An exact restatement of the data is required, with the images omitted.

Records
◇ ◇ ◇ ◇

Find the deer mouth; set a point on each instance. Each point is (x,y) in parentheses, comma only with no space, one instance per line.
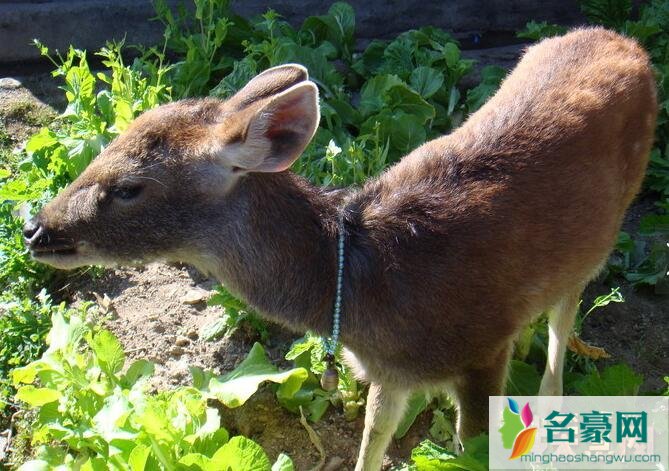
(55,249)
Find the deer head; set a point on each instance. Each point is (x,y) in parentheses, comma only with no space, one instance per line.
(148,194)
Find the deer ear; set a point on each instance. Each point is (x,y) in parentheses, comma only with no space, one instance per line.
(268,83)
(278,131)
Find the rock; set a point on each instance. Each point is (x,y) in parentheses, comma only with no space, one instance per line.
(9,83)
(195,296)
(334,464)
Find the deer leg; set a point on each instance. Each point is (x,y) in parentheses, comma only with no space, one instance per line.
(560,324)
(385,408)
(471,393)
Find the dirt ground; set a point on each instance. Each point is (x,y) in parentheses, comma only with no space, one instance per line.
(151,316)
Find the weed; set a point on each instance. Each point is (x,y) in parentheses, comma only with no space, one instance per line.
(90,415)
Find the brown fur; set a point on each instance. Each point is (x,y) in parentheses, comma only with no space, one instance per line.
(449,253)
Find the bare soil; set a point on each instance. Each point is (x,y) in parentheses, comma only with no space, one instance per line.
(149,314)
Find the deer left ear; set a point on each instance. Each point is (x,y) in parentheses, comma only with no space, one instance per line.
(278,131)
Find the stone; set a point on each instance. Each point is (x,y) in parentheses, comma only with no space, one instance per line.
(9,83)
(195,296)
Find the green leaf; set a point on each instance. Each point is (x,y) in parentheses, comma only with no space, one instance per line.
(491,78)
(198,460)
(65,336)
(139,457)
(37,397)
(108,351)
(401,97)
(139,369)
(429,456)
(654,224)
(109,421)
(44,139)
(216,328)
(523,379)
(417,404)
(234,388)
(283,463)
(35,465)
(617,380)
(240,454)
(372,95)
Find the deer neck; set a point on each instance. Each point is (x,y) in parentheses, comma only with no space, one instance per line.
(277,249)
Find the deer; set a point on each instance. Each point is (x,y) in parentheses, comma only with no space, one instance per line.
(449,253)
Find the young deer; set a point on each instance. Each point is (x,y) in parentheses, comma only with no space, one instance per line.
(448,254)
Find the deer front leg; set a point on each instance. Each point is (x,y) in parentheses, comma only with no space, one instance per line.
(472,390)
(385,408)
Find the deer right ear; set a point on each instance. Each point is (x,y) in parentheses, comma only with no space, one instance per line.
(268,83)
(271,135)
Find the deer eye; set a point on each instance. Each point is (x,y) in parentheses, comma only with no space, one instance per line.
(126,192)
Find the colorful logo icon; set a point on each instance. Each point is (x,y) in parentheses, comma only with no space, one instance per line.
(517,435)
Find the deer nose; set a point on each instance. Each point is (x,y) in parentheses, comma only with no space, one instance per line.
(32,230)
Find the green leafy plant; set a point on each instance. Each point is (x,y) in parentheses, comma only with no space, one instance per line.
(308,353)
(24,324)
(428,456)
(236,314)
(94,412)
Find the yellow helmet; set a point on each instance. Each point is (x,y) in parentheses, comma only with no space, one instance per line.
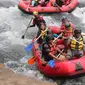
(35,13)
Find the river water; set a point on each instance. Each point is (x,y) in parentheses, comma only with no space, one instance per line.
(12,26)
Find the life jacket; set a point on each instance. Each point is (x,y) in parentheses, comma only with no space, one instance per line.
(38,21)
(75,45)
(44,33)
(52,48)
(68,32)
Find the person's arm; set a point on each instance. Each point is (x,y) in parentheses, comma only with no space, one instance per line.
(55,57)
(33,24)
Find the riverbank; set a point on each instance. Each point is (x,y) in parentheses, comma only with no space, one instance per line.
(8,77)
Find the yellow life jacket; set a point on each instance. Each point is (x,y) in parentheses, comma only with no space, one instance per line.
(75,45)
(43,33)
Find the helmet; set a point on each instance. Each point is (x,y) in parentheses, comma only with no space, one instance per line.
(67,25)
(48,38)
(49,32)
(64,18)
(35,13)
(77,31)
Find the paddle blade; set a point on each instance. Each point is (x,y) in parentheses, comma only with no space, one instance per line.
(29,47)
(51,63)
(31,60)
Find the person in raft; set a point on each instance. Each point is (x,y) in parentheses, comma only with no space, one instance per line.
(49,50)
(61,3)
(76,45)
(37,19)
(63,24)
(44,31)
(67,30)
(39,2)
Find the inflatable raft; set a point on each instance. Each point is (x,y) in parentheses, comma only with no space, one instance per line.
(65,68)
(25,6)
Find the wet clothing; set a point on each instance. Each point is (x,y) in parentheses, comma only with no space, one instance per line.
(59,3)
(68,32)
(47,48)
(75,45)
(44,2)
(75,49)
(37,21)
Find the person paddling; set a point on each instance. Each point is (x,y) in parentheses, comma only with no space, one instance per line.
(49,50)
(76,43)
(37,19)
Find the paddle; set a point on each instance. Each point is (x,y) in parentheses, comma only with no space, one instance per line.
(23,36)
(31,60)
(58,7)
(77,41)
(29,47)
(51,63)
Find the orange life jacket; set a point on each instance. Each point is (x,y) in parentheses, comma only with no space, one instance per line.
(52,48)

◇ ◇ ◇ ◇

Result of this exercise
Find the deer mouth; set a point on each instance. Each point is (x,y) in parentheses, comma only with no space, one instance per line.
(55,249)
Find the deer head; set a point on each instance. Each point is (x,y) in parentheses, comma only with no space, one instance per line.
(148,194)
Find the deer ear; set a point on each instance. Each point is (x,y) in parentheses, comma only with no space, one instance per line.
(268,83)
(278,131)
Find the rock; set a point on each instance. Each point is (x,y) in parentheses, comma only with no space, one instance per line.
(9,83)
(195,296)
(334,464)
Find the deer leg; set a point on each instance. Each point is (x,y) in parentheses, comma only with no space, one instance per line.
(560,324)
(385,408)
(471,393)
Find the dirt ground; set a point on each instance. Each point is (x,y) in parentheses, comma only with no space, one instance per line.
(151,316)
Find the weed; set a point on each instance. Each point is (x,y) in parentheses, comma only with no space, one instance per line.
(90,415)
Find the brown fur; set a point on each instance. Each point is (x,y) in parentheses, comma only with no space, one instance per line.
(449,253)
Find the bare soil; set a point on each instance. Each point is (x,y) in parentheses, comma only with no space, one instance per line.
(149,314)
Find the deer left ear; set a point on each instance. Each point is (x,y) in parentheses, comma only with no space, one instance per line.
(278,131)
Find the stone; set a point on each instance. Each point is (x,y) in parentheses, comma only with no space, one instance per line.
(9,83)
(195,296)
Find the green leaf; set a point on each instance. Each point is (x,y) in parentheses, comma only with no space, one instance per line.
(491,78)
(198,460)
(65,336)
(139,457)
(37,397)
(108,351)
(401,97)
(139,369)
(429,456)
(654,224)
(109,421)
(44,139)
(216,328)
(523,379)
(417,404)
(234,388)
(283,463)
(35,465)
(617,380)
(240,454)
(372,95)
Find the deer neck; set a point on each instance. Each point is (x,y) in parentheses, comma only with no space, one instance per line.
(277,249)
Find the deer; set a point on each instance. Each point is (x,y) in parentheses, comma only with no space, one instance per line.
(449,253)
Find the young deer; set a point on each instance. Each point is (x,y) in parentheses, comma only with no space, one instance per line.
(448,254)
Find the deer front leg; set a point on each instance. Each point is (x,y) in parentheses, comma only with no space, one instance per line.
(472,390)
(385,408)
Find the deer right ear; set a point on each instance. Each point is (x,y) in parentheses, comma only with no space, one instance per line.
(268,83)
(271,135)
Find the deer eye; set a point on each instance. Each point is (x,y) in parentheses, comma only with no space, one instance per line.
(126,192)
Find the colorful logo icon; set a point on each instance. Each point is (x,y) in parentheses, comma only with no space, one instance per line.
(517,435)
Find the deer nose; set a point on each instance. Each point is (x,y) in parentheses, comma only with no space, one instance per line.
(32,230)
Find the green leafy plant; set a point on each instance. Each point is (x,y) in parentheses, comma only with no space, one instance per line.
(308,353)
(24,324)
(428,456)
(236,314)
(94,412)
Find the yellow helmet; set a point on each instance. Each point is (x,y) in parentheses, comma only with no space, one instance per line.
(35,13)
Find the river water; set a point on each instance. Each point is (x,y) in parentheses, comma only with no space, one instance per line.
(12,26)
Find the life jacket; set a point on each instance. Each point is (x,y) in parentheses, comma only with no space, one instance per line.
(38,21)
(75,45)
(44,33)
(52,48)
(68,32)
Find the person's arm; set a point on each instance. Each point is (x,y) in parentheses, comma only with no space, one instance per line.
(55,57)
(33,24)
Find the riverbank; set a point on each instance. Each point is (x,y) in parentheses, comma only with no space, one instance per line.
(8,77)
Find the yellow life jacket; set a point on each instance. Each point is (x,y) in parentheses, comma only with no space, one instance per line.
(75,45)
(43,33)
Find the helmet; set a point on each instance. Each point is (x,y) in parentheses, comma only with no space, one instance per line.
(67,25)
(48,38)
(49,32)
(64,18)
(35,13)
(77,31)
Find the paddle blade; set a point on each instance. Each point is (x,y) in parentheses, comma only with no space, one instance per line.
(29,47)
(51,63)
(31,60)
Find the person in raft; set a point on each instance. Each point is (x,y) in parentheses, comma only with no space, one instance per line.
(49,50)
(61,3)
(76,45)
(37,19)
(63,24)
(44,31)
(67,30)
(39,2)
Find the inflatable raft; set a point on each instance. Each point is (x,y) in parentheses, comma only with no space, one instance per line.
(65,68)
(25,6)
Find the wet clothing; set a point on each instance. Each point is (x,y) in parentheses, comma only with no space, one instance per line.
(59,3)
(68,32)
(47,48)
(75,45)
(44,2)
(75,49)
(37,21)
Find the person paddling; set a point on each instance. Each point is (x,y) in parentheses, comma only with no space, one instance per line.
(49,50)
(76,43)
(37,19)
Find the paddle; set a point on each instance. Each point is (x,y) in parentheses, comma only with no space, one instance per line.
(23,36)
(31,60)
(58,7)
(77,41)
(29,47)
(51,63)
Find the orange life jacket; set a point on each instance. Each point is (x,y) in parentheses, comma only with no space, one instance per line.
(52,48)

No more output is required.